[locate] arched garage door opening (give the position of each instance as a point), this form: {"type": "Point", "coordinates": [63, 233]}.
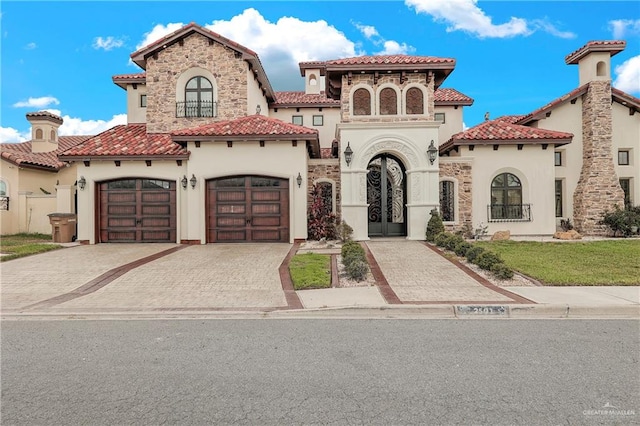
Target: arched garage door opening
{"type": "Point", "coordinates": [247, 209]}
{"type": "Point", "coordinates": [137, 211]}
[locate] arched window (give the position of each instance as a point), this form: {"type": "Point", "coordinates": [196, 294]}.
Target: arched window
{"type": "Point", "coordinates": [198, 96]}
{"type": "Point", "coordinates": [447, 201]}
{"type": "Point", "coordinates": [506, 197]}
{"type": "Point", "coordinates": [388, 101]}
{"type": "Point", "coordinates": [415, 101]}
{"type": "Point", "coordinates": [361, 102]}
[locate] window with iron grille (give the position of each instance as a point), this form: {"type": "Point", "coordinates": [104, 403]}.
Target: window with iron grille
{"type": "Point", "coordinates": [447, 201]}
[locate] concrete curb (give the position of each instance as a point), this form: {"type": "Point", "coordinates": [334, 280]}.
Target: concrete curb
{"type": "Point", "coordinates": [434, 311]}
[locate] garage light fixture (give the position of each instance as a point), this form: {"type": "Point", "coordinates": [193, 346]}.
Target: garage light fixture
{"type": "Point", "coordinates": [432, 152]}
{"type": "Point", "coordinates": [348, 154]}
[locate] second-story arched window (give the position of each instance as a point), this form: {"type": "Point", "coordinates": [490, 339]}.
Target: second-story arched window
{"type": "Point", "coordinates": [388, 101]}
{"type": "Point", "coordinates": [198, 98]}
{"type": "Point", "coordinates": [361, 102]}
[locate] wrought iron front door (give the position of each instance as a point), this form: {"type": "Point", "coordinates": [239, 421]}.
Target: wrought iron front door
{"type": "Point", "coordinates": [386, 196]}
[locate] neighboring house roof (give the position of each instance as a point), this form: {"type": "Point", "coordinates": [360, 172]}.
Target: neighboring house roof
{"type": "Point", "coordinates": [617, 95]}
{"type": "Point", "coordinates": [333, 70]}
{"type": "Point", "coordinates": [129, 141]}
{"type": "Point", "coordinates": [501, 132]}
{"type": "Point", "coordinates": [21, 155]}
{"type": "Point", "coordinates": [612, 46]}
{"type": "Point", "coordinates": [252, 127]}
{"type": "Point", "coordinates": [446, 96]}
{"type": "Point", "coordinates": [292, 99]}
{"type": "Point", "coordinates": [123, 79]}
{"type": "Point", "coordinates": [140, 56]}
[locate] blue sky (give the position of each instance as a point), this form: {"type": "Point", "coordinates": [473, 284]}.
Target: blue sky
{"type": "Point", "coordinates": [60, 56]}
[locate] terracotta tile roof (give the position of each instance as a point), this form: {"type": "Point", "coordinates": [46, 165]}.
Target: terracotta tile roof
{"type": "Point", "coordinates": [250, 127]}
{"type": "Point", "coordinates": [612, 46]}
{"type": "Point", "coordinates": [46, 115]}
{"type": "Point", "coordinates": [127, 141]}
{"type": "Point", "coordinates": [21, 155]}
{"type": "Point", "coordinates": [391, 59]}
{"type": "Point", "coordinates": [501, 132]}
{"type": "Point", "coordinates": [446, 96]}
{"type": "Point", "coordinates": [301, 98]}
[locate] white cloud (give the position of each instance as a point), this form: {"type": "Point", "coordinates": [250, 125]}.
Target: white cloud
{"type": "Point", "coordinates": [368, 31]}
{"type": "Point", "coordinates": [71, 126]}
{"type": "Point", "coordinates": [107, 43]}
{"type": "Point", "coordinates": [628, 75]}
{"type": "Point", "coordinates": [9, 134]}
{"type": "Point", "coordinates": [41, 102]}
{"type": "Point", "coordinates": [624, 27]}
{"type": "Point", "coordinates": [394, 48]}
{"type": "Point", "coordinates": [158, 32]}
{"type": "Point", "coordinates": [465, 15]}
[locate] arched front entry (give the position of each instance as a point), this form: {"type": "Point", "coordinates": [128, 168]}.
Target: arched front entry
{"type": "Point", "coordinates": [247, 209]}
{"type": "Point", "coordinates": [387, 197]}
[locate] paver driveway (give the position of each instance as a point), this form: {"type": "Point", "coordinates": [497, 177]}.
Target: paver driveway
{"type": "Point", "coordinates": [191, 278]}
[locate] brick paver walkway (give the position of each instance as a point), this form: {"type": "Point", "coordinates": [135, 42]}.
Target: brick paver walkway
{"type": "Point", "coordinates": [417, 274]}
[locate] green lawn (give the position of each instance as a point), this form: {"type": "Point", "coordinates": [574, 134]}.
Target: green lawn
{"type": "Point", "coordinates": [310, 270]}
{"type": "Point", "coordinates": [608, 262]}
{"type": "Point", "coordinates": [20, 245]}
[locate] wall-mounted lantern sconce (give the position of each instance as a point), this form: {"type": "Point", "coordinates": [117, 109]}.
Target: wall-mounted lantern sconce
{"type": "Point", "coordinates": [348, 154]}
{"type": "Point", "coordinates": [432, 152]}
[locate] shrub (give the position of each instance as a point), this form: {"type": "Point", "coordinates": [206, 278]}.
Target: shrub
{"type": "Point", "coordinates": [473, 253]}
{"type": "Point", "coordinates": [357, 270]}
{"type": "Point", "coordinates": [440, 239]}
{"type": "Point", "coordinates": [501, 271]}
{"type": "Point", "coordinates": [461, 248]}
{"type": "Point", "coordinates": [434, 226]}
{"type": "Point", "coordinates": [487, 259]}
{"type": "Point", "coordinates": [321, 222]}
{"type": "Point", "coordinates": [345, 232]}
{"type": "Point", "coordinates": [453, 241]}
{"type": "Point", "coordinates": [622, 221]}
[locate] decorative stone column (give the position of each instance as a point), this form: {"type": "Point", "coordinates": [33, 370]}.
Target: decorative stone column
{"type": "Point", "coordinates": [598, 188]}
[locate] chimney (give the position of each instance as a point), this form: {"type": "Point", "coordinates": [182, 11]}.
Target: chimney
{"type": "Point", "coordinates": [44, 131]}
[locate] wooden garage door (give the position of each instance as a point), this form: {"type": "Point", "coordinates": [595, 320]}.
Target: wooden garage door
{"type": "Point", "coordinates": [137, 210]}
{"type": "Point", "coordinates": [248, 208]}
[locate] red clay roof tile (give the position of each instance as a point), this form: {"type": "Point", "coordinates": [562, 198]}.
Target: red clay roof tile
{"type": "Point", "coordinates": [21, 155]}
{"type": "Point", "coordinates": [130, 140]}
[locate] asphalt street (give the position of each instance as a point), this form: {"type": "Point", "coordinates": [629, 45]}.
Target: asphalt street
{"type": "Point", "coordinates": [320, 372]}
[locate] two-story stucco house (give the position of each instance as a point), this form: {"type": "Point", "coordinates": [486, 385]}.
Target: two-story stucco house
{"type": "Point", "coordinates": [211, 153]}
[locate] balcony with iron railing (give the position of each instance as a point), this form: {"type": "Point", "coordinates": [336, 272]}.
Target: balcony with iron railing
{"type": "Point", "coordinates": [196, 109]}
{"type": "Point", "coordinates": [509, 213]}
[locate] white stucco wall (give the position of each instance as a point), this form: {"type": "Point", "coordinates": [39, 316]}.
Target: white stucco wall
{"type": "Point", "coordinates": [534, 167]}
{"type": "Point", "coordinates": [408, 141]}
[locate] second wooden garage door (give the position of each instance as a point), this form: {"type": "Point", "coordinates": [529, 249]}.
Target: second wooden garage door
{"type": "Point", "coordinates": [248, 209]}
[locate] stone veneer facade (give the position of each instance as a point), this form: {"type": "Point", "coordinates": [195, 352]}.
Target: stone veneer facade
{"type": "Point", "coordinates": [163, 72]}
{"type": "Point", "coordinates": [326, 169]}
{"type": "Point", "coordinates": [598, 188]}
{"type": "Point", "coordinates": [393, 79]}
{"type": "Point", "coordinates": [460, 171]}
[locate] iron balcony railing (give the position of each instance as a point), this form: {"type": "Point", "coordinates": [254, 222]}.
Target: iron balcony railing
{"type": "Point", "coordinates": [509, 213]}
{"type": "Point", "coordinates": [196, 109]}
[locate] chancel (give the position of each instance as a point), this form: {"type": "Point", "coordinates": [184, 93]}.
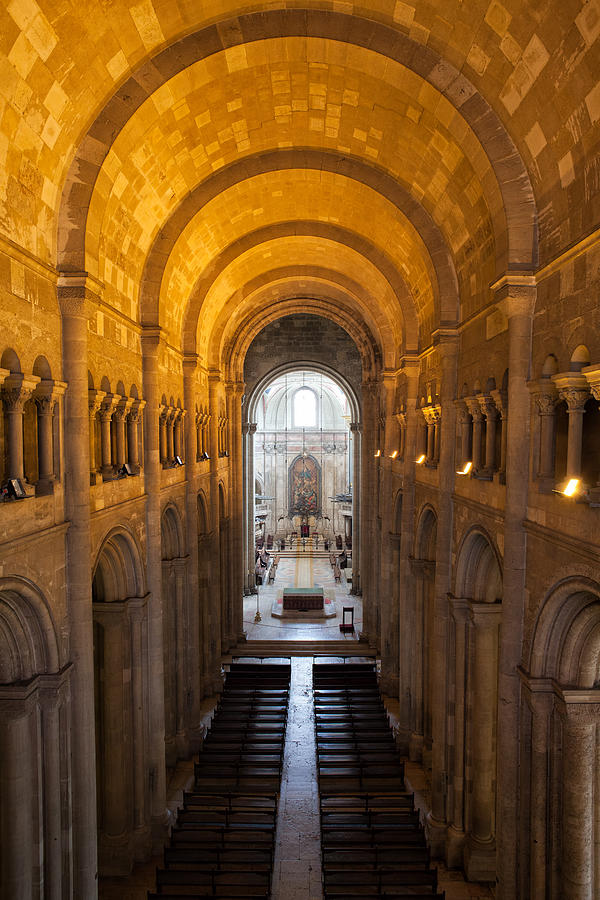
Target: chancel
{"type": "Point", "coordinates": [299, 300]}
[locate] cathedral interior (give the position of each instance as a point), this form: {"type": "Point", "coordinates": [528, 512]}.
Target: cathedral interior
{"type": "Point", "coordinates": [384, 218]}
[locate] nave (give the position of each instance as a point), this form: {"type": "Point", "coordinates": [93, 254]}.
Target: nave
{"type": "Point", "coordinates": [298, 794]}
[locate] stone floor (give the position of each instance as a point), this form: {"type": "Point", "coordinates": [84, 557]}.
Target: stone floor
{"type": "Point", "coordinates": [297, 871]}
{"type": "Point", "coordinates": [289, 573]}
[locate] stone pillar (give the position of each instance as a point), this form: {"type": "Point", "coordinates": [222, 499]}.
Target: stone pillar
{"type": "Point", "coordinates": [46, 397]}
{"type": "Point", "coordinates": [18, 780]}
{"type": "Point", "coordinates": [480, 849]}
{"type": "Point", "coordinates": [133, 449]}
{"type": "Point", "coordinates": [406, 592]}
{"type": "Point", "coordinates": [488, 408]}
{"type": "Point", "coordinates": [464, 419]}
{"type": "Point", "coordinates": [516, 297]}
{"type": "Point", "coordinates": [193, 638]}
{"type": "Point", "coordinates": [234, 396]}
{"type": "Point", "coordinates": [16, 391]}
{"type": "Point", "coordinates": [476, 446]}
{"type": "Point", "coordinates": [95, 399]}
{"type": "Point", "coordinates": [574, 390]}
{"type": "Point", "coordinates": [355, 433]}
{"type": "Point", "coordinates": [545, 395]}
{"type": "Point", "coordinates": [580, 715]}
{"type": "Point", "coordinates": [75, 298]}
{"type": "Point", "coordinates": [455, 834]}
{"type": "Point", "coordinates": [106, 413]}
{"type": "Point", "coordinates": [151, 339]}
{"type": "Point", "coordinates": [447, 340]}
{"type": "Point", "coordinates": [249, 432]}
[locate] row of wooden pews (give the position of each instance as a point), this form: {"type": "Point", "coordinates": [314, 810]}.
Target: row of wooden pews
{"type": "Point", "coordinates": [224, 839]}
{"type": "Point", "coordinates": [372, 842]}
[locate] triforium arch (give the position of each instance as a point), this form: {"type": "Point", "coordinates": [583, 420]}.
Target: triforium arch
{"type": "Point", "coordinates": [559, 753]}
{"type": "Point", "coordinates": [473, 641]}
{"type": "Point", "coordinates": [35, 800]}
{"type": "Point", "coordinates": [121, 667]}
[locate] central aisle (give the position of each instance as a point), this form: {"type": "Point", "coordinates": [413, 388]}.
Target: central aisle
{"type": "Point", "coordinates": [297, 868]}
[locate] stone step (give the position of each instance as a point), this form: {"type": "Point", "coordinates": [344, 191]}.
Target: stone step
{"type": "Point", "coordinates": [303, 648]}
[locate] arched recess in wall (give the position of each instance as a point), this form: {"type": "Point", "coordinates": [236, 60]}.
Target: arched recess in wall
{"type": "Point", "coordinates": [560, 756]}
{"type": "Point", "coordinates": [121, 692]}
{"type": "Point", "coordinates": [35, 802]}
{"type": "Point", "coordinates": [473, 641]}
{"type": "Point", "coordinates": [175, 629]}
{"type": "Point", "coordinates": [423, 568]}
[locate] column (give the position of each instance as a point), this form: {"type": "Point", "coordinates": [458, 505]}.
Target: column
{"type": "Point", "coordinates": [95, 399]}
{"type": "Point", "coordinates": [447, 341]}
{"type": "Point", "coordinates": [133, 450]}
{"type": "Point", "coordinates": [464, 421]}
{"type": "Point", "coordinates": [516, 296]}
{"type": "Point", "coordinates": [193, 637]}
{"type": "Point", "coordinates": [235, 394]}
{"type": "Point", "coordinates": [355, 435]}
{"type": "Point", "coordinates": [77, 299]}
{"type": "Point", "coordinates": [455, 834]}
{"type": "Point", "coordinates": [163, 414]}
{"type": "Point", "coordinates": [476, 445]}
{"type": "Point", "coordinates": [116, 800]}
{"type": "Point", "coordinates": [106, 413]}
{"type": "Point", "coordinates": [574, 390]}
{"type": "Point", "coordinates": [501, 400]}
{"type": "Point", "coordinates": [136, 614]}
{"type": "Point", "coordinates": [46, 397]}
{"type": "Point", "coordinates": [488, 408]}
{"type": "Point", "coordinates": [16, 391]}
{"type": "Point", "coordinates": [480, 849]}
{"type": "Point", "coordinates": [151, 341]}
{"type": "Point", "coordinates": [17, 782]}
{"type": "Point", "coordinates": [249, 432]}
{"type": "Point", "coordinates": [580, 715]}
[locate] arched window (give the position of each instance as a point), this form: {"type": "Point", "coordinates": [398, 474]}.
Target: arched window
{"type": "Point", "coordinates": [305, 408]}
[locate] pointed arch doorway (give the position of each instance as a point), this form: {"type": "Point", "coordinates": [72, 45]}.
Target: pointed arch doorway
{"type": "Point", "coordinates": [302, 461]}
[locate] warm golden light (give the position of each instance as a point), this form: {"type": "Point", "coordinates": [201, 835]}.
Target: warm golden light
{"type": "Point", "coordinates": [571, 487]}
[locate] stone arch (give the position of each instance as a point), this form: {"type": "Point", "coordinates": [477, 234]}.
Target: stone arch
{"type": "Point", "coordinates": [28, 639]}
{"type": "Point", "coordinates": [479, 568]}
{"type": "Point", "coordinates": [559, 756]}
{"type": "Point", "coordinates": [118, 571]}
{"type": "Point", "coordinates": [510, 171]}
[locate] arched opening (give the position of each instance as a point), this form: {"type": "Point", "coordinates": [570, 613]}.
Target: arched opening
{"type": "Point", "coordinates": [35, 799]}
{"type": "Point", "coordinates": [121, 703]}
{"type": "Point", "coordinates": [302, 525]}
{"type": "Point", "coordinates": [560, 754]}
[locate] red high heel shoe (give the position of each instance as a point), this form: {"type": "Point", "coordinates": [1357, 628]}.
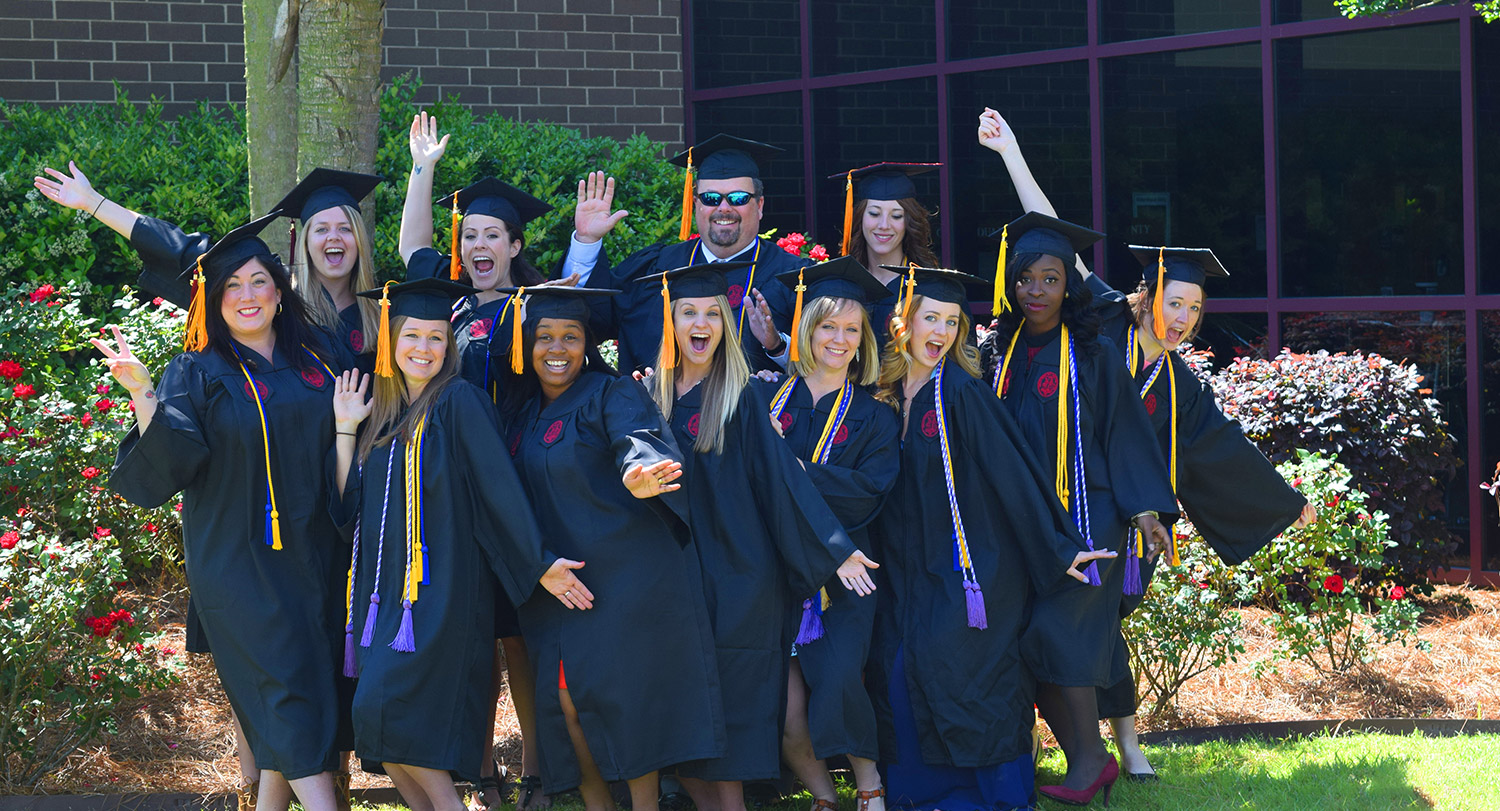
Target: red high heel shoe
{"type": "Point", "coordinates": [1074, 796]}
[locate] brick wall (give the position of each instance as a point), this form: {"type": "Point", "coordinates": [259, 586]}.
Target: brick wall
{"type": "Point", "coordinates": [606, 66]}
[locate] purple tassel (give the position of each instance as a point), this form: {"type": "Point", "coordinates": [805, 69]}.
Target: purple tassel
{"type": "Point", "coordinates": [350, 669]}
{"type": "Point", "coordinates": [369, 622]}
{"type": "Point", "coordinates": [812, 628]}
{"type": "Point", "coordinates": [974, 601]}
{"type": "Point", "coordinates": [405, 642]}
{"type": "Point", "coordinates": [1133, 573]}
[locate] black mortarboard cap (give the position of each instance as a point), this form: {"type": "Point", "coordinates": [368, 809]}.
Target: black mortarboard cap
{"type": "Point", "coordinates": [725, 156]}
{"type": "Point", "coordinates": [324, 189]}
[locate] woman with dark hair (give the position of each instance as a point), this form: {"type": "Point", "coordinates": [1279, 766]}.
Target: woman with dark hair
{"type": "Point", "coordinates": [236, 427]}
{"type": "Point", "coordinates": [455, 511]}
{"type": "Point", "coordinates": [762, 535]}
{"type": "Point", "coordinates": [1076, 406]}
{"type": "Point", "coordinates": [636, 688]}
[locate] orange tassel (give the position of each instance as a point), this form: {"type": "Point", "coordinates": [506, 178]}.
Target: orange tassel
{"type": "Point", "coordinates": [197, 338]}
{"type": "Point", "coordinates": [1158, 324]}
{"type": "Point", "coordinates": [383, 338]}
{"type": "Point", "coordinates": [797, 317]}
{"type": "Point", "coordinates": [843, 249]}
{"type": "Point", "coordinates": [455, 264]}
{"type": "Point", "coordinates": [687, 201]}
{"type": "Point", "coordinates": [668, 333]}
{"type": "Point", "coordinates": [518, 363]}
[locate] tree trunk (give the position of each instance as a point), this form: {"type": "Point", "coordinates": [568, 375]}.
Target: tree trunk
{"type": "Point", "coordinates": [270, 99]}
{"type": "Point", "coordinates": [338, 83]}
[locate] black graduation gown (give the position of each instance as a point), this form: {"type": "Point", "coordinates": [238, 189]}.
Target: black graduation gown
{"type": "Point", "coordinates": [641, 663]}
{"type": "Point", "coordinates": [971, 690]}
{"type": "Point", "coordinates": [1073, 639]}
{"type": "Point", "coordinates": [431, 708]}
{"type": "Point", "coordinates": [762, 537]}
{"type": "Point", "coordinates": [636, 312]}
{"type": "Point", "coordinates": [273, 618]}
{"type": "Point", "coordinates": [861, 469]}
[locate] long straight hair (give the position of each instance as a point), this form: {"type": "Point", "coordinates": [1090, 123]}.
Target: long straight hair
{"type": "Point", "coordinates": [728, 375]}
{"type": "Point", "coordinates": [392, 417]}
{"type": "Point", "coordinates": [320, 305]}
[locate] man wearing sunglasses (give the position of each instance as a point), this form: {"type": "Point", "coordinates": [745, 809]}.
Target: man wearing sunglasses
{"type": "Point", "coordinates": [728, 201]}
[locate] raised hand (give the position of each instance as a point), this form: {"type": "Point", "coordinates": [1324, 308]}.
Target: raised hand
{"type": "Point", "coordinates": [426, 147]}
{"type": "Point", "coordinates": [71, 191]}
{"type": "Point", "coordinates": [593, 218]}
{"type": "Point", "coordinates": [855, 573]}
{"type": "Point", "coordinates": [351, 404]}
{"type": "Point", "coordinates": [123, 363]}
{"type": "Point", "coordinates": [644, 481]}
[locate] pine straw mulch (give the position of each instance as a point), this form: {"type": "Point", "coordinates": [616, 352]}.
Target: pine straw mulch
{"type": "Point", "coordinates": [182, 739]}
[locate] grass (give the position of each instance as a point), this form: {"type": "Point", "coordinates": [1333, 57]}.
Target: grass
{"type": "Point", "coordinates": [1361, 772]}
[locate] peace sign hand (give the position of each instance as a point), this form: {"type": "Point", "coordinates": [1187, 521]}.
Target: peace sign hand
{"type": "Point", "coordinates": [123, 363]}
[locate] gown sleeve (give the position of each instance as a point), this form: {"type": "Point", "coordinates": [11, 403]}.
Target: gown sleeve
{"type": "Point", "coordinates": [857, 490]}
{"type": "Point", "coordinates": [807, 535]}
{"type": "Point", "coordinates": [1230, 490]}
{"type": "Point", "coordinates": [153, 466]}
{"type": "Point", "coordinates": [504, 525]}
{"type": "Point", "coordinates": [1016, 480]}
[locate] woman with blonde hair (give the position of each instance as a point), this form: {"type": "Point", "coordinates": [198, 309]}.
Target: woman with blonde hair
{"type": "Point", "coordinates": [762, 535]}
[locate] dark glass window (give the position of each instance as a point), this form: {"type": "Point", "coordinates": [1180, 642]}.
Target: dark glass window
{"type": "Point", "coordinates": [869, 123]}
{"type": "Point", "coordinates": [1433, 341]}
{"type": "Point", "coordinates": [774, 119]}
{"type": "Point", "coordinates": [1151, 18]}
{"type": "Point", "coordinates": [867, 35]}
{"type": "Point", "coordinates": [996, 27]}
{"type": "Point", "coordinates": [746, 41]}
{"type": "Point", "coordinates": [1047, 105]}
{"type": "Point", "coordinates": [1184, 161]}
{"type": "Point", "coordinates": [1370, 167]}
{"type": "Point", "coordinates": [1487, 149]}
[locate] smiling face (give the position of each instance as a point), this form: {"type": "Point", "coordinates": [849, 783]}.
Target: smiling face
{"type": "Point", "coordinates": [557, 356]}
{"type": "Point", "coordinates": [699, 326]}
{"type": "Point", "coordinates": [249, 302]}
{"type": "Point", "coordinates": [486, 249]}
{"type": "Point", "coordinates": [1038, 291]}
{"type": "Point", "coordinates": [332, 246]}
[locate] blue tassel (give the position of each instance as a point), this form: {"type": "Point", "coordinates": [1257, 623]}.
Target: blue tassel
{"type": "Point", "coordinates": [405, 642]}
{"type": "Point", "coordinates": [369, 622]}
{"type": "Point", "coordinates": [812, 627]}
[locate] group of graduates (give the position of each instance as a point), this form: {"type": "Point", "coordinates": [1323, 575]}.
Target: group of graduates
{"type": "Point", "coordinates": [813, 510]}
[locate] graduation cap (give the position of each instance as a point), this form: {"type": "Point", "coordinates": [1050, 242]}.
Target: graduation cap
{"type": "Point", "coordinates": [489, 197]}
{"type": "Point", "coordinates": [1178, 264]}
{"type": "Point", "coordinates": [842, 278]}
{"type": "Point", "coordinates": [687, 282]}
{"type": "Point", "coordinates": [326, 189]}
{"type": "Point", "coordinates": [546, 302]}
{"type": "Point", "coordinates": [720, 158]}
{"type": "Point", "coordinates": [423, 299]}
{"type": "Point", "coordinates": [1037, 233]}
{"type": "Point", "coordinates": [878, 182]}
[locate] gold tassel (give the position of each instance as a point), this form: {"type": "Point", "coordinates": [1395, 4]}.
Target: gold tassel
{"type": "Point", "coordinates": [843, 249]}
{"type": "Point", "coordinates": [383, 338]}
{"type": "Point", "coordinates": [668, 333]}
{"type": "Point", "coordinates": [197, 338]}
{"type": "Point", "coordinates": [516, 362]}
{"type": "Point", "coordinates": [1001, 302]}
{"type": "Point", "coordinates": [687, 201]}
{"type": "Point", "coordinates": [797, 317]}
{"type": "Point", "coordinates": [455, 264]}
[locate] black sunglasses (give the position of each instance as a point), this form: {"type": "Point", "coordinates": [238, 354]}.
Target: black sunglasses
{"type": "Point", "coordinates": [714, 198]}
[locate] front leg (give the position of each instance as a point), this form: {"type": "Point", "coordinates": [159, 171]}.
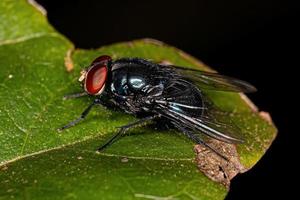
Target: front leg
{"type": "Point", "coordinates": [82, 116]}
{"type": "Point", "coordinates": [123, 129]}
{"type": "Point", "coordinates": [76, 95]}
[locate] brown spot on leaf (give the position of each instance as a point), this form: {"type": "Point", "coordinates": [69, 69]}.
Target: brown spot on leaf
{"type": "Point", "coordinates": [215, 167]}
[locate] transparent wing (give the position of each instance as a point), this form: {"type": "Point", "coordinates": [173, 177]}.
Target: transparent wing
{"type": "Point", "coordinates": [180, 105]}
{"type": "Point", "coordinates": [214, 81]}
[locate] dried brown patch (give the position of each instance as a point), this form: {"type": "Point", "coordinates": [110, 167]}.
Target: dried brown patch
{"type": "Point", "coordinates": [215, 167]}
{"type": "Point", "coordinates": [68, 60]}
━━━━━━━━
Quote, without alteration, the lines running from the line containing "[locate] gold tassel" to the last line of the entries, and include no pictures.

--- RESPONSE TO THE EXERCISE ---
[locate] gold tassel (give the position of each instance as a point), this form: {"type": "Point", "coordinates": [1395, 4]}.
Target: gold tassel
{"type": "Point", "coordinates": [843, 249]}
{"type": "Point", "coordinates": [383, 338]}
{"type": "Point", "coordinates": [668, 333]}
{"type": "Point", "coordinates": [197, 338]}
{"type": "Point", "coordinates": [516, 362]}
{"type": "Point", "coordinates": [1001, 302]}
{"type": "Point", "coordinates": [687, 201]}
{"type": "Point", "coordinates": [797, 317]}
{"type": "Point", "coordinates": [455, 264]}
[locate] black sunglasses (give the position of each instance as a point), this form: {"type": "Point", "coordinates": [238, 354]}.
Target: black sunglasses
{"type": "Point", "coordinates": [714, 198]}
[locate] front leg (give the position of each instance as a point), this form: {"type": "Point", "coordinates": [159, 171]}.
Target: front leg
{"type": "Point", "coordinates": [82, 116]}
{"type": "Point", "coordinates": [123, 129]}
{"type": "Point", "coordinates": [76, 95]}
[locate] brown spot on leaf (give the position of each instance as a point), this form: {"type": "Point", "coordinates": [69, 69]}.
Target: brown spot on leaf
{"type": "Point", "coordinates": [215, 167]}
[locate] transparent wing (give the position of each instance as a point), this form: {"type": "Point", "coordinates": [173, 177]}.
Target: transparent wing
{"type": "Point", "coordinates": [180, 105]}
{"type": "Point", "coordinates": [214, 81]}
[locate] dried brown patch (give the position of each instance as a point), this form: {"type": "Point", "coordinates": [110, 167]}.
Target: dried brown patch
{"type": "Point", "coordinates": [215, 167]}
{"type": "Point", "coordinates": [68, 60]}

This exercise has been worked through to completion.